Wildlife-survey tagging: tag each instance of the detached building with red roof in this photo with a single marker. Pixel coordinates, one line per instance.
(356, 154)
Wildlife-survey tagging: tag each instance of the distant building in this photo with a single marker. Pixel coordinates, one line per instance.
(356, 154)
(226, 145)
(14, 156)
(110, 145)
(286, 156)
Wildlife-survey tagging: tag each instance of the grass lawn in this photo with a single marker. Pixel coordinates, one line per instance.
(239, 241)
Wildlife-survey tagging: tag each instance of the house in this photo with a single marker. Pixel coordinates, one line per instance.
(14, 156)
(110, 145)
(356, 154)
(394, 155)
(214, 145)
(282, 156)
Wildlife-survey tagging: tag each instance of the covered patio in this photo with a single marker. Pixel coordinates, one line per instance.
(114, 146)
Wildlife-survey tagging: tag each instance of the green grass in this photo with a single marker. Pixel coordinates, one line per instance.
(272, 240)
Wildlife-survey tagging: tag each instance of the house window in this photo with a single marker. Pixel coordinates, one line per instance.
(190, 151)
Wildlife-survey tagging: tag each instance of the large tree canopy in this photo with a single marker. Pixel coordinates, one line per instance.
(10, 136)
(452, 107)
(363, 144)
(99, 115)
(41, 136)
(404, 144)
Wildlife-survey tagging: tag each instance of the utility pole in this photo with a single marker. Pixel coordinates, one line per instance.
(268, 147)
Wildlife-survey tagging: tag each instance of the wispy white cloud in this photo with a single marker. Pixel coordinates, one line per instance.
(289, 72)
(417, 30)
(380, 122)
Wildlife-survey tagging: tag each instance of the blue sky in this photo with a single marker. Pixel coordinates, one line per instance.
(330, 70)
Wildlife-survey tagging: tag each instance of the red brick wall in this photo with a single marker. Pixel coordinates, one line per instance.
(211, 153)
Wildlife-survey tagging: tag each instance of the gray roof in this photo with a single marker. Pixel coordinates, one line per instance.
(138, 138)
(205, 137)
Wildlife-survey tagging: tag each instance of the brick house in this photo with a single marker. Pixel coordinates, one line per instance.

**Exercise instructions**
The lines to output run from the one containing "Wildlife-survey tagging: tag each instance of the utility" to the last line of the entries; give them back exactly.

**Response**
Wildlife-survey tagging: tag each instance of the utility pole in this photo with a single marker. Pixel coordinates, one line per instance.
(268, 147)
Wildlife-survey tagging: tag each instance of the wispy white cloud in this photo with a single marker. Pixel coordinates, one line per instance.
(289, 72)
(417, 30)
(380, 122)
Wildlife-survey tagging: tag each instance of the blue sky in this photo with a single marker. Pixel coordinates, one line per instance.
(330, 70)
Wildlife-survey tagging: tag each instance of the red brick wall in this photo with a single marker. Pixel coordinates, one line per instance.
(211, 153)
Wildlife-survey tagging: tag each instance of the gray roof in this photo with a single marker. Pixel coordinates, one line per instance.
(138, 138)
(205, 137)
Wildlife-survey tagging: tag each instance of the brick house in this photo with a single marker. Pixel coordinates, one line per instance.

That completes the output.